▶ Directive 1: In the passage on Black women of the rural South below, list every noun that comes right after the word "coarse."

▶ Document excerpt:

========================================================================

She has rarely been taught to sew, and the field labor of slavery times
has kept her ignorant of the habitudes of neatness, and the requirements
of order. Indeed, coarse food, coarse clothes, coarse living, coarse
manners, coarse companions, coarse surroundings, coarse neighbors, both
black and white, yea, every thing coarse, down to the coarse, ignorant,
senseless religion, which excites her sensibilities and starts her
passions, go to make up the life of the masses of black women in the
hamlets and villages of the rural South.

This is the state of black womanhood. Take the girlhood of this same
region, and it presents the same aspect, save that in large districts
the white man has not forgotten the olden times of slavery and with
indeed the deepest sentimental abhorrence of "amalgamation," still
thinks that the black girl is to be perpetually the victim of his lust!
In the larger towns and in cities our girls in common schools and
academies are receiving superior culture. Of the 15,000 colored school
teachers in the South, more than half are colored young women, educated
since emancipation. But even these girls, as well as their more ignorant
sisters in rude huts, are followed and tempted and insulted by the
ruffianly element of Southern society, who think that black men have
no rights which white men should regard, and black women no virtue
which white men should respect!

And now look at the vastness of this degradation. If I had been
speaking of the population of a city, or a town, or even a village, the
tale would be a sad and melancholy one. But I have brought before you
the condition of millions of women. According to the census of 1880
there were, in the Southern States, 3,327,678 females of all ages of the
African race. Of these there were 674,365 girls between twelve and
twenty, 1,522,696 between twenty and eighty. "These figures," remarks an
observing friend of mine, "are startling!" And when you think that the
masses of these women live in the rural districts; that they grow up in
rudeness and ignorance; that their former masters are using few means to
break up their hereditary degradation, you can easily take in the
pitiful condition of this population, and forecast the inevitable future
to multitudes of females unless a mighty special effort is made for the
improvement of the black womanhood of the South.

I know the practical nature of the American mind, I know how the
question of values intrudes itself into even the domain of philanthropy;
and, hence, I shall not be astonished if the query suggests itself,
whether special interest in the black woman will bring any special
advantage to the American nation.

Let me dwell for a few moments upon this phase of the subject. Possibly
the view I am about suggesting has never before been presented to the
American mind. But, Negro as I am, I shall make no apology for venturing
the claim that the Negress is one of the most interesting of all the
classes of women on the globe. I am speaking of her, not as a perverted
and degraded creature, but in her natural state, with her native
instincts and peculiarities.

========================================================================

(Entries drawn from a collection)
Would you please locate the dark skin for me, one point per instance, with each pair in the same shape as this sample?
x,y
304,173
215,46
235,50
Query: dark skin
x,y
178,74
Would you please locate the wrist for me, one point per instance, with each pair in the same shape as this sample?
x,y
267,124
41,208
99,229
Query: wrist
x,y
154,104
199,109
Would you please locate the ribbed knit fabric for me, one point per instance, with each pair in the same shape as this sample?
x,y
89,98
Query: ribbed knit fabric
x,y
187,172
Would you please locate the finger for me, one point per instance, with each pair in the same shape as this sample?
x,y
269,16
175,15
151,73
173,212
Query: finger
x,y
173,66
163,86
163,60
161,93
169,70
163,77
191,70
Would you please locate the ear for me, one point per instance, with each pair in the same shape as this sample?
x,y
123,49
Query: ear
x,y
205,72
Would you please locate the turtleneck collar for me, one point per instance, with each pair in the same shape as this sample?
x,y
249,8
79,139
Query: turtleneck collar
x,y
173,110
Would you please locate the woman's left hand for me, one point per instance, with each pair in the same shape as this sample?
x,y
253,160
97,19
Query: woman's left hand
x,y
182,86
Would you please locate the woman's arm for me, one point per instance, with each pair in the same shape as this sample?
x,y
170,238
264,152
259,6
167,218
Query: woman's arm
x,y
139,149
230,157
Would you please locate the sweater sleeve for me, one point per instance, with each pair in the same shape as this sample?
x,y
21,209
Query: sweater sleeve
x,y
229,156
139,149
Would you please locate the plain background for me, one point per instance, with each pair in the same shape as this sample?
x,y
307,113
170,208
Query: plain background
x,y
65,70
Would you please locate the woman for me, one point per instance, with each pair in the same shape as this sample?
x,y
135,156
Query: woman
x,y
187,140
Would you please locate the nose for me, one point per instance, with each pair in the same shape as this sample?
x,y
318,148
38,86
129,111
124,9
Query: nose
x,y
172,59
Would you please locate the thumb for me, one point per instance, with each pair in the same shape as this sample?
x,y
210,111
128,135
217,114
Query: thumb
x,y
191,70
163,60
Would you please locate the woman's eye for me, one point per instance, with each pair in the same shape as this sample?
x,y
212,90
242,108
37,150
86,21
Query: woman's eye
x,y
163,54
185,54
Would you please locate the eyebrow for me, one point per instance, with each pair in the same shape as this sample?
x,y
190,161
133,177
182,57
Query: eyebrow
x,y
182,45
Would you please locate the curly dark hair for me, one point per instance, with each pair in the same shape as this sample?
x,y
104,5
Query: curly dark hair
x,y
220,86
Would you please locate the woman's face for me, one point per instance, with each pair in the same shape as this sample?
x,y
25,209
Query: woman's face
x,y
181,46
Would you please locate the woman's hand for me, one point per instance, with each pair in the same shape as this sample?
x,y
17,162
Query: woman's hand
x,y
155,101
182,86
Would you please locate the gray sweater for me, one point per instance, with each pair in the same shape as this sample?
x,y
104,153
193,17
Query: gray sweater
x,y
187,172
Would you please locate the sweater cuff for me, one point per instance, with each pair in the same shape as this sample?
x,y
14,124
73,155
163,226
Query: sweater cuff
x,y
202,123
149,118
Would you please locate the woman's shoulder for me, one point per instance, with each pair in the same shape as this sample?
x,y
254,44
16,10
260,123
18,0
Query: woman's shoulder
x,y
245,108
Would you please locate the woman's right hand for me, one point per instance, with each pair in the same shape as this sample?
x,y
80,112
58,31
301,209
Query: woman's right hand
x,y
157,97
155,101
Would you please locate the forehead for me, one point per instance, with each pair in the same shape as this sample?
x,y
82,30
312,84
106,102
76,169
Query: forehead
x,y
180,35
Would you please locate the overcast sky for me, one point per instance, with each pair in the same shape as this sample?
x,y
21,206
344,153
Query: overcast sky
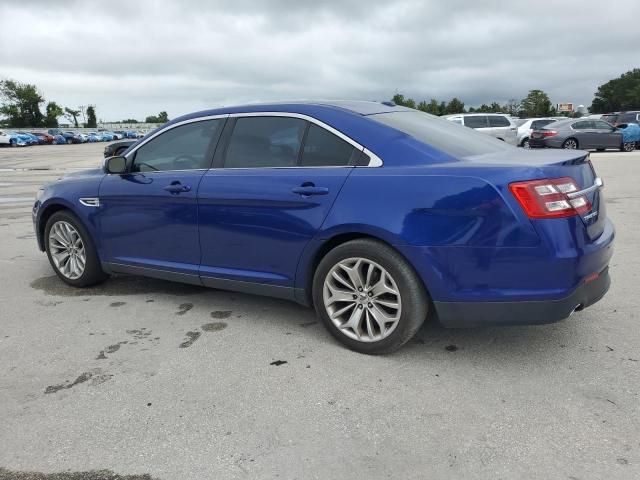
x,y
135,58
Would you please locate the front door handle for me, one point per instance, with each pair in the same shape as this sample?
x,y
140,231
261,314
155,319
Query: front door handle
x,y
306,191
176,188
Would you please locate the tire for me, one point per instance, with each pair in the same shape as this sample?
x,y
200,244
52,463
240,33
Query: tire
x,y
92,272
628,147
400,323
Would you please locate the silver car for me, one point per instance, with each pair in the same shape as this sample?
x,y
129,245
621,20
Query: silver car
x,y
577,133
498,125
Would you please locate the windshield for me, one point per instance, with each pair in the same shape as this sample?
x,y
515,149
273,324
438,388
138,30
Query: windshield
x,y
441,134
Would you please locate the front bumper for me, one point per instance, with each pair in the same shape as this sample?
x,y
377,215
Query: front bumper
x,y
475,314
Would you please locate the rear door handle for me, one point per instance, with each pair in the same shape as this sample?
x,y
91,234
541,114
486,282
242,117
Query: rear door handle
x,y
306,191
176,187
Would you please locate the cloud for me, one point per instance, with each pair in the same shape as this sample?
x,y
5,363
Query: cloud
x,y
132,59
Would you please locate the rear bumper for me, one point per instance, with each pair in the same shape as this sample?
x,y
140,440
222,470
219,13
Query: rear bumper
x,y
475,314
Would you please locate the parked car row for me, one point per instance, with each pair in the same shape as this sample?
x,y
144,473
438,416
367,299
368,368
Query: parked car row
x,y
577,133
618,131
56,136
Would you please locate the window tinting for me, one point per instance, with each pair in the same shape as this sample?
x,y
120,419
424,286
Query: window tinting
x,y
600,125
322,149
581,125
442,134
536,124
476,121
181,148
628,118
499,121
265,142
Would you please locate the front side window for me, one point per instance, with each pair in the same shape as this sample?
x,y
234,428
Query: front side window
x,y
499,121
324,149
265,142
476,121
181,148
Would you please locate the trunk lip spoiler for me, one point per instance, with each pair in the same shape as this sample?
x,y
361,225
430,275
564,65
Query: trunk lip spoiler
x,y
597,184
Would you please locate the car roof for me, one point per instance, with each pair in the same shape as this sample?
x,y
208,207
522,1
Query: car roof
x,y
303,107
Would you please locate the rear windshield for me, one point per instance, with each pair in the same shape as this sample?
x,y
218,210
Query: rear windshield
x,y
442,134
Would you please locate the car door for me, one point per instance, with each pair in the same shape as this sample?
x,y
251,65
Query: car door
x,y
502,128
606,135
275,181
582,132
148,217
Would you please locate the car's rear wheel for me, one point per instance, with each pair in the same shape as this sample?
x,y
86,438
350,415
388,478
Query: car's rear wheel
x,y
71,251
628,147
369,297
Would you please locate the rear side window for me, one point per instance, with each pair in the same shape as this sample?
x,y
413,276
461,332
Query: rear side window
x,y
265,142
181,148
499,121
323,149
599,124
476,121
442,134
581,125
536,124
628,118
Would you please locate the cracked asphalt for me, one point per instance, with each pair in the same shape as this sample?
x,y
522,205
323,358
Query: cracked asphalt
x,y
141,379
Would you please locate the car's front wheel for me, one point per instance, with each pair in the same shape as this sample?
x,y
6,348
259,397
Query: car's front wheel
x,y
71,251
369,297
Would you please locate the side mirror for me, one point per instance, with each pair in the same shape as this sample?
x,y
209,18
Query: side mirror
x,y
115,165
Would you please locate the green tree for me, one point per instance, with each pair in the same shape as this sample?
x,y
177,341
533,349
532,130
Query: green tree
x,y
72,115
455,106
91,117
536,104
433,107
622,93
399,99
21,104
53,112
162,117
512,107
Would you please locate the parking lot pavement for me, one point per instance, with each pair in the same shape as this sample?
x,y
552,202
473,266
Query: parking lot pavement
x,y
146,377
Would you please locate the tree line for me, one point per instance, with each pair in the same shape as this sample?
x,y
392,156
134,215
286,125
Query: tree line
x,y
535,104
22,102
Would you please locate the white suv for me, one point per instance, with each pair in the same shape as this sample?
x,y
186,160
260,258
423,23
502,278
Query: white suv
x,y
497,125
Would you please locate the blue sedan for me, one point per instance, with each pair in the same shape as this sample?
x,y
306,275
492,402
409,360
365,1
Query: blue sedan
x,y
376,215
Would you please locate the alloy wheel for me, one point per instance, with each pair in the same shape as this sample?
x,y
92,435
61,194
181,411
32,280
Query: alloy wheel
x,y
362,299
67,250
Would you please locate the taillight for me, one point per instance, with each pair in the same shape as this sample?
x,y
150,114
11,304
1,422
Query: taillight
x,y
548,198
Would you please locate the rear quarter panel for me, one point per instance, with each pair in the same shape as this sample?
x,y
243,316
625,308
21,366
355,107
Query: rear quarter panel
x,y
453,226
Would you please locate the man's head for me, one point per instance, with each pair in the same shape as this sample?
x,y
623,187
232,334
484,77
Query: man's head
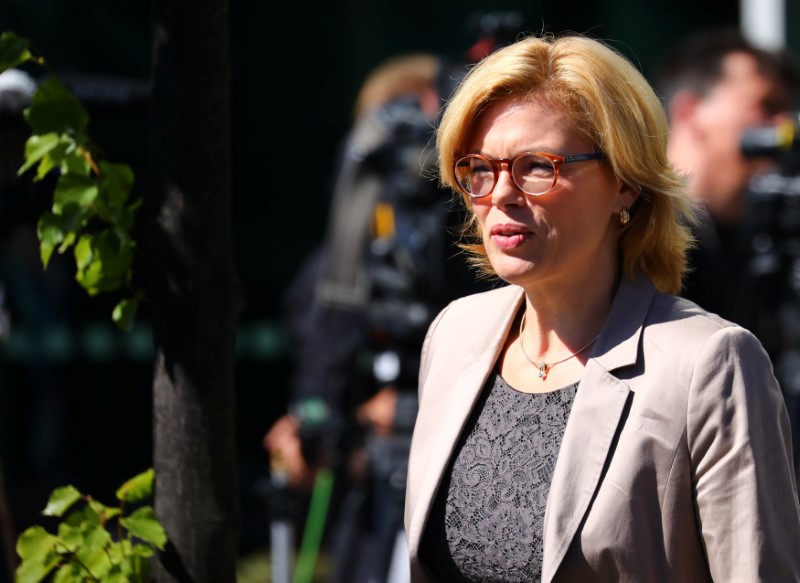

========================================================================

▶ Directive 2: Find every line in the rows above that contains the string "tire", matching case, and copy each of those lines.

▶ Complete response 1: food, clothes, living, manners, companions, surroundings, neighbors

▶ Complete response 2:
Would you please locate the tire for me, one point per instance, with each pair in the same shape as this sample?
Query: tire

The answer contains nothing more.